* DIRECTIONS:
Copy every line of the data exactly, leaving nothing out.

>> begin DATASET ROWS

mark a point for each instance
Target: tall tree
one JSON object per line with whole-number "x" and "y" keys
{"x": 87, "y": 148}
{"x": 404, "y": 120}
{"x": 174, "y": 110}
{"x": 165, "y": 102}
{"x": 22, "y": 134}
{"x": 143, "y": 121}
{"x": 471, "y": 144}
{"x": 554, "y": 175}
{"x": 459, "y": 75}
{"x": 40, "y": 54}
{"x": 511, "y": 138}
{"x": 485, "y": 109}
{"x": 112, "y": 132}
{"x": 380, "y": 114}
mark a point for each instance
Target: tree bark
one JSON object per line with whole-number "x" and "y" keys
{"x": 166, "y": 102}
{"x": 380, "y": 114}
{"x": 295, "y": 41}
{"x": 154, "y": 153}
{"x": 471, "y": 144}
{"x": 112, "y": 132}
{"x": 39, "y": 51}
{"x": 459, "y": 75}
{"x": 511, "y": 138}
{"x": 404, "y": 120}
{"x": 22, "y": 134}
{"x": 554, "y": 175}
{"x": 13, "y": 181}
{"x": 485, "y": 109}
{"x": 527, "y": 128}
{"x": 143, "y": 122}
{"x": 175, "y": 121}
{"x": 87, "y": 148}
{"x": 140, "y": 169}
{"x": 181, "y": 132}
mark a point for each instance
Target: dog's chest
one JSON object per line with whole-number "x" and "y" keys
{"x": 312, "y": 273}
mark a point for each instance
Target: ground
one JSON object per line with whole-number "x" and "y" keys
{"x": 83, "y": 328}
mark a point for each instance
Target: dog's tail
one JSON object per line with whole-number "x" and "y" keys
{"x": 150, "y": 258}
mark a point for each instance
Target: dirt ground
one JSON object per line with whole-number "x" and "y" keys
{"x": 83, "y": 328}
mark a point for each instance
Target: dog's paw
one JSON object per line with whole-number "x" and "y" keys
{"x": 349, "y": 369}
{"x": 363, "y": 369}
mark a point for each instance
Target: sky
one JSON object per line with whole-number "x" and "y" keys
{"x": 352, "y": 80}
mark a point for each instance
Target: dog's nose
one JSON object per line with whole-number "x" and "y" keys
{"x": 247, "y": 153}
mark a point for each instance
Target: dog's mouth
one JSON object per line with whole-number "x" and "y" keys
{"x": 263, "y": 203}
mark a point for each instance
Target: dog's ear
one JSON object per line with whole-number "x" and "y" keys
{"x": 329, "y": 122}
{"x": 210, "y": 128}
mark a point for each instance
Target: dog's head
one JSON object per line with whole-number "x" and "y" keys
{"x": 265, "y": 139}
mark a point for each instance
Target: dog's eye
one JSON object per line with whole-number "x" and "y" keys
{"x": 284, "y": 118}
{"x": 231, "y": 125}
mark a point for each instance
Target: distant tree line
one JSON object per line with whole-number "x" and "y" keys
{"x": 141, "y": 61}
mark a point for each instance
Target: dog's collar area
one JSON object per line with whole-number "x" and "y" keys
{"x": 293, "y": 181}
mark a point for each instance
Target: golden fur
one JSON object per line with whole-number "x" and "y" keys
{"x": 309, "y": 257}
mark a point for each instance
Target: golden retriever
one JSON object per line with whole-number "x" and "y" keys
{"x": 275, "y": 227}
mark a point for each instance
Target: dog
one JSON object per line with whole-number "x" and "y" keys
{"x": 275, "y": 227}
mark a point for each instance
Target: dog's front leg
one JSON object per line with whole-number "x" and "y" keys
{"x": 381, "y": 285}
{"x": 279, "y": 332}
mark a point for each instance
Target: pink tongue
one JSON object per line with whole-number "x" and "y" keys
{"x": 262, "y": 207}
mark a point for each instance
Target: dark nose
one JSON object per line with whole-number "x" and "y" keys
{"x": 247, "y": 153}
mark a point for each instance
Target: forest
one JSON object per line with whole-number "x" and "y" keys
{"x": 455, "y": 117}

>> end DATASET ROWS

* SOLUTION FOR THIS PROBLEM:
mark a point for each instance
Target: tall tree
one JSON object per line with whole-number "x" and "y" keys
{"x": 87, "y": 148}
{"x": 404, "y": 120}
{"x": 174, "y": 110}
{"x": 165, "y": 102}
{"x": 22, "y": 134}
{"x": 143, "y": 121}
{"x": 471, "y": 144}
{"x": 554, "y": 175}
{"x": 459, "y": 75}
{"x": 40, "y": 54}
{"x": 511, "y": 138}
{"x": 485, "y": 109}
{"x": 112, "y": 132}
{"x": 380, "y": 114}
mark a point for each instance
Target: tree bark
one JSON object per line with whole-number "x" and "y" keys
{"x": 166, "y": 102}
{"x": 380, "y": 114}
{"x": 295, "y": 41}
{"x": 154, "y": 153}
{"x": 471, "y": 144}
{"x": 112, "y": 132}
{"x": 39, "y": 51}
{"x": 459, "y": 75}
{"x": 511, "y": 138}
{"x": 404, "y": 120}
{"x": 22, "y": 134}
{"x": 554, "y": 175}
{"x": 13, "y": 181}
{"x": 485, "y": 109}
{"x": 527, "y": 128}
{"x": 143, "y": 122}
{"x": 175, "y": 121}
{"x": 87, "y": 148}
{"x": 140, "y": 169}
{"x": 181, "y": 132}
mark a point for each instance
Target: dog's chest
one JSON object per line with whole-number "x" and "y" keys
{"x": 312, "y": 273}
mark a point for each instance
Target: ground
one JSON object per line with whole-number "x" and "y" keys
{"x": 83, "y": 328}
mark a point for each instance
Target: dog's tail
one JSON object per line with whole-number "x" and "y" keys
{"x": 150, "y": 258}
mark a point for each instance
Target: dirt ground
one JSON object per line with whole-number "x" and "y" keys
{"x": 83, "y": 328}
mark a point for each instance
Target: dog's paw
one JSON object per line with whole-number "x" and "y" keys
{"x": 349, "y": 369}
{"x": 363, "y": 369}
mark a point for each instance
Target: sky
one JSON object per line with whole-number "x" and "y" keys
{"x": 352, "y": 80}
mark a point for each instance
Target: dog's nose
one JSON object per line with whole-number "x" and "y" keys
{"x": 247, "y": 153}
mark a point for each instance
Target: dog's mouth
one JSON object per line with whole-number "x" and "y" keys
{"x": 263, "y": 203}
mark a point for each instance
Target: dog's ear
one JSON object per line with whole-number "x" and "y" keys
{"x": 329, "y": 122}
{"x": 210, "y": 128}
mark a point for each instance
Target: dog's head
one JSON object per line with whole-number "x" and "y" keys
{"x": 265, "y": 139}
mark a point for each instance
Target: dog's eye
one JSON object per line with whole-number "x" and "y" keys
{"x": 284, "y": 118}
{"x": 231, "y": 125}
mark a point for each instance
Target: distant tree line
one JSON object per line with whole-number "x" and "y" keys
{"x": 141, "y": 61}
mark a point for each instance
Target: dog's collar area
one JSON object per line with whole-number "x" and "y" keys
{"x": 293, "y": 181}
mark a point for each instance
Target: golden fur
one JSON object per line with whole-number "x" and "y" keys
{"x": 309, "y": 257}
mark a point for each instance
Target: golden retriever
one JSON object per line with whole-number "x" and "y" keys
{"x": 275, "y": 227}
mark a point for each instance
Target: dog
one JSON object per line with whole-number "x" and "y" keys
{"x": 275, "y": 227}
mark a point for each instance
Target: dog's front leg
one JSON object per line with whole-number "x" and "y" keys
{"x": 381, "y": 285}
{"x": 279, "y": 332}
mark a point for each instance
Target: pink tongue
one JSON object per line with whole-number "x" and "y" keys
{"x": 262, "y": 207}
mark a point for each instance
Target: dark nose
one JSON object per line with whole-number "x" and "y" keys
{"x": 247, "y": 153}
mark a point for each instance
Target: forest
one JSON object per line with whole-number "x" and "y" keys
{"x": 455, "y": 117}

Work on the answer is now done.